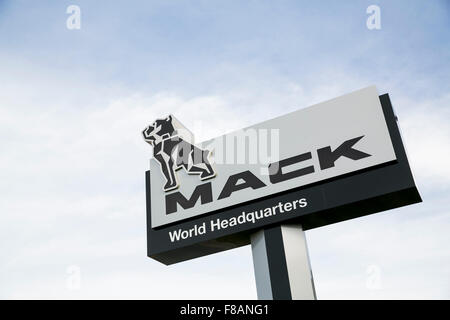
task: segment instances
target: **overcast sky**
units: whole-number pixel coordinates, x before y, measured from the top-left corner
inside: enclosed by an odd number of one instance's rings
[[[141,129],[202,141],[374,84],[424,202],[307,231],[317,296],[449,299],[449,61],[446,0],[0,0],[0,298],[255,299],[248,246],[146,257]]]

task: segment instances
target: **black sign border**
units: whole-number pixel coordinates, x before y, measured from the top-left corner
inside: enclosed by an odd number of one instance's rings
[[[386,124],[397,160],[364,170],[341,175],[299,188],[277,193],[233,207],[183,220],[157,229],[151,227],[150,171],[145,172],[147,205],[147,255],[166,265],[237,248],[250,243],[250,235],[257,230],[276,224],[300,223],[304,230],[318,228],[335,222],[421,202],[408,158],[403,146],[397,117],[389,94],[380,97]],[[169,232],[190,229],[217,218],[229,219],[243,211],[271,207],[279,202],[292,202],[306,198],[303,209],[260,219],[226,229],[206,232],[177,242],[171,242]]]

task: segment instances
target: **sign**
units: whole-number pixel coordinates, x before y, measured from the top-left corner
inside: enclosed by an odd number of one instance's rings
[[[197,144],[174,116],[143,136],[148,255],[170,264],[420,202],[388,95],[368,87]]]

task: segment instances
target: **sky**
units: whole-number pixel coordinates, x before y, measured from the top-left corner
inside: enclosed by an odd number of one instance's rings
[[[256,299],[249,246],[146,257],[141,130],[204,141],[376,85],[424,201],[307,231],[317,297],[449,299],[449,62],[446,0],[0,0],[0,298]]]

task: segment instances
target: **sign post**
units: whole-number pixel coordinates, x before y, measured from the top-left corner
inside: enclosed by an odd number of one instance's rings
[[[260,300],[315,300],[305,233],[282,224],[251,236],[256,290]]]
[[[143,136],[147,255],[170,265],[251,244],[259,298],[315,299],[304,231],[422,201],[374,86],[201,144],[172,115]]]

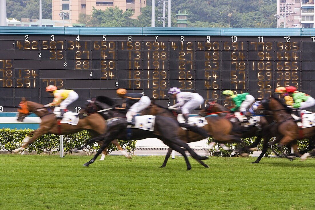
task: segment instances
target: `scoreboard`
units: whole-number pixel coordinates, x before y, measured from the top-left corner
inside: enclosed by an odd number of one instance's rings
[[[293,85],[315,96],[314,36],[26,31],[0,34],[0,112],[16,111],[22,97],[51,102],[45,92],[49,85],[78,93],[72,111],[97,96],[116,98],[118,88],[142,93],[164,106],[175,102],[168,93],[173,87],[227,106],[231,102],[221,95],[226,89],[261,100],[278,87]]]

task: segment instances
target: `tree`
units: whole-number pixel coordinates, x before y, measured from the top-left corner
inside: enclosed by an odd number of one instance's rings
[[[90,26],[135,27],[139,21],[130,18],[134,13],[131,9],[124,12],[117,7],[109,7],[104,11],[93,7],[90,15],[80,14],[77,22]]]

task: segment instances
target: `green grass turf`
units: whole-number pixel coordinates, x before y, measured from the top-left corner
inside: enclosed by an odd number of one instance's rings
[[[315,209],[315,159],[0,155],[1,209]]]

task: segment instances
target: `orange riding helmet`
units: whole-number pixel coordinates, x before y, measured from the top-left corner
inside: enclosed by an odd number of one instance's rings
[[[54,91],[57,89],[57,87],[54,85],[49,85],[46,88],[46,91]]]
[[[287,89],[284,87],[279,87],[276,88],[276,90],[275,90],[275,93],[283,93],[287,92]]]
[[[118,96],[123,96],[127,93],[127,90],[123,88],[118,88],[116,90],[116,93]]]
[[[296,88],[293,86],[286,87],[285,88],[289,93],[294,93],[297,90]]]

___

▸ **DIRECTIVE**: Return the material exactly as given, apart from the pictures.

▸ **TASK ANSWER**:
task: segment instances
target: **overcast sky**
units: whole-number pixel coordinates, x before y, measured from the top-left corner
inside: enclosed by an odd number of one instance's rings
[[[141,129],[202,141],[374,84],[424,202],[307,231],[317,296],[449,299],[449,61],[446,0],[0,0],[0,298],[255,299],[248,246],[146,257]]]

task: segment instances
target: **black sign border**
units: whole-number pixel coordinates, x before y, measured from the top-left corner
inside: enclosed by an odd number of one instance's rings
[[[386,124],[397,160],[364,170],[341,175],[299,188],[277,193],[233,207],[183,220],[157,229],[151,227],[150,171],[145,172],[147,205],[147,255],[166,265],[237,248],[250,243],[250,235],[257,230],[276,224],[300,223],[304,230],[318,228],[335,222],[421,202],[408,158],[403,146],[397,117],[389,94],[380,97]],[[169,232],[190,229],[217,218],[229,219],[243,211],[271,207],[279,202],[292,202],[306,198],[303,209],[260,219],[226,229],[206,232],[177,242],[171,242]]]

task: segment instances
target: **sign**
units: whole-number pixel coordinates, x before y, measured from the top-left corner
inside: enclosed by an odd number of one instance's rings
[[[197,144],[174,116],[143,136],[148,255],[170,264],[420,202],[388,95],[368,87]]]

task: segment instances
target: **sky**
units: whole-number pixel coordinates, x before y, measured from the top-left corner
inside: enclosed by an odd number of one instance's rings
[[[256,299],[249,246],[146,257],[141,130],[204,141],[376,85],[424,201],[307,231],[317,297],[449,299],[449,62],[446,0],[0,0],[0,298]]]

task: segment instances
target: **sign post**
units: whole-number pixel coordinates, x before y, measured from the top-left corner
inside: enclosed by an odd number of one instance's rings
[[[260,300],[315,300],[305,233],[282,224],[251,236],[256,290]]]
[[[143,136],[147,255],[170,265],[251,244],[259,298],[315,299],[304,231],[422,201],[374,86],[201,144],[172,115]]]

task: segment instances
target: `scoreboard`
units: whole-number pixel coordinates, x before y, measured from the top-left corner
inside: enclosed by an odd number of one instance's rings
[[[293,85],[315,96],[314,36],[26,31],[0,34],[0,112],[16,111],[22,97],[51,102],[45,92],[49,85],[78,93],[72,111],[97,96],[116,98],[118,88],[142,93],[164,106],[175,102],[168,93],[173,87],[227,106],[231,102],[221,95],[226,89],[261,100],[278,87]]]

task: segment instances
target: `tree`
units: whole-number pixel coordinates, x before y, measured from the top-left corner
inside: enclosed by an odd number of one instance's rings
[[[90,26],[135,27],[139,21],[130,18],[134,13],[131,9],[124,12],[117,7],[109,7],[104,11],[93,7],[90,15],[80,14],[77,22]]]

task: segment instances
target: `green grass turf`
units: whole-number pixel coordinates, x before y, measured from the top-left corner
inside: enclosed by an odd number of one instance's rings
[[[315,209],[315,159],[0,155],[1,209]]]

task: segment instances
target: `orange riding helmet`
units: whole-number pixel coordinates, x before y, measured from the top-left corner
inside: enclosed by an odd number of one instance's rings
[[[54,91],[57,89],[57,87],[54,85],[49,85],[46,88],[46,91]]]
[[[287,89],[284,87],[279,87],[276,88],[276,90],[275,90],[275,93],[283,93],[287,92]]]
[[[118,96],[123,96],[127,93],[127,90],[123,88],[118,88],[116,90],[116,93]]]
[[[296,88],[293,86],[286,87],[285,88],[289,93],[294,93],[297,90]]]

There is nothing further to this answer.